To do:
Please transcribe all of the records precisely.

[Stored data entries]

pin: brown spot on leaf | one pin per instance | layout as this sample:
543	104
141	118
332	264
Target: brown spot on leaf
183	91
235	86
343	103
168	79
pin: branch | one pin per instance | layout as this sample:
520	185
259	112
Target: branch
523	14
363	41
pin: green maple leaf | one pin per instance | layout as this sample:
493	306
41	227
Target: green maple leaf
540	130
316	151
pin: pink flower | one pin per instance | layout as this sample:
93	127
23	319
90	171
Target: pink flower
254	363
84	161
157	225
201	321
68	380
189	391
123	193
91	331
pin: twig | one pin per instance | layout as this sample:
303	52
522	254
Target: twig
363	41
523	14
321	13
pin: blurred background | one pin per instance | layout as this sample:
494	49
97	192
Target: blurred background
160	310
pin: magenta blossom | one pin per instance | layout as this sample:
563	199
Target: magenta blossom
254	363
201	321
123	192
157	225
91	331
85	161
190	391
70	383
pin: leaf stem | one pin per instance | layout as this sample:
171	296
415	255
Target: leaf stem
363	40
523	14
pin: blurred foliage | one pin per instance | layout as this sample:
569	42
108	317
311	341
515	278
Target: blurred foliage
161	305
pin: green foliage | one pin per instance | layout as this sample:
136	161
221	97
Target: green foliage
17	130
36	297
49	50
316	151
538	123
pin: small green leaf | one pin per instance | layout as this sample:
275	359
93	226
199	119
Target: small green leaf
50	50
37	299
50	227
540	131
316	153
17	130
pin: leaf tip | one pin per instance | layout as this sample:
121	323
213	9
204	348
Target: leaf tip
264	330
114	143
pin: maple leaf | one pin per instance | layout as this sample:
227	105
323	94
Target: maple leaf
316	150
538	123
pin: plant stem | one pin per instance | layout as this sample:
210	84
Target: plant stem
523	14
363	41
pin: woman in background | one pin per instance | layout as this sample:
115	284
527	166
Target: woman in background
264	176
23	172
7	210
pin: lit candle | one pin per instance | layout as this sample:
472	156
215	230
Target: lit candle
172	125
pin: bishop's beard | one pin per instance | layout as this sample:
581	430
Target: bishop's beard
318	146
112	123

Task solution:
pin: brown spot on leaf | one pin per instance | layout as this sample:
543	104
141	118
332	264
Target: brown spot on leaf
183	91
235	86
343	103
168	79
pin: branch | one pin per instance | layout as this sample:
520	185
259	112
Target: branch
523	14
363	41
pin: green maple leaf | one pin per instance | layout as this sample:
493	306
41	227
Target: green maple leaf
540	130
316	151
pin: pink flower | one pin per instance | layout as this sample:
93	127
23	319
90	171
Target: pink flower
254	363
84	161
157	225
201	321
68	380
189	391
123	193
91	331
pin: twig | one pin per instance | layout as this sample:
303	52
522	254
Target: twig
363	41
523	14
321	13
pin: blurred background | one pin per instance | layout as this sample:
494	49
97	192
Target: blurred background
160	310
pin: magenta blossom | one pin per instance | layout as this sample:
563	199
Target: magenta blossom
254	363
201	321
123	192
157	225
91	331
85	161
190	391
70	383
pin: leaf stem | one pin per instance | layout as this sample:
171	296
415	255
Target: leaf stem
363	40
523	14
pin: blurred foliage | one pin per instance | layout as this sample:
569	42
108	317
311	341
515	278
Target: blurred foliage
161	305
pin: green foliage | one pin per instance | layout as this sample:
136	161
221	97
Target: green foliage
17	130
36	297
49	50
316	151
538	123
pin: small green leaf | one pin per instance | layout as this sample:
275	359
93	226
199	119
Target: small green leaf
50	50
37	299
50	227
540	131
316	153
17	130
pin: leaf tip | one pin per instance | layout as this sample:
121	323
213	9
204	348
Target: leaf tip
264	330
114	143
pin: maple leaf | one pin per instance | layout as this sample:
227	105
323	94
Target: maple leaf
316	150
538	123
pin: plant stem | one pin per instance | layout as this sample:
210	84
Target: plant stem
523	14
363	41
pin: woman in background | one pin per instance | layout as this sample:
115	284
527	166
Target: woman in background
264	176
23	172
7	210
pin: lit candle | one pin per instance | layout as this sample:
472	156
215	230
Target: lit candle
172	125
pin: bishop's beard | one pin per instance | layout as this sample:
581	430
Target: bishop's beard
318	146
112	123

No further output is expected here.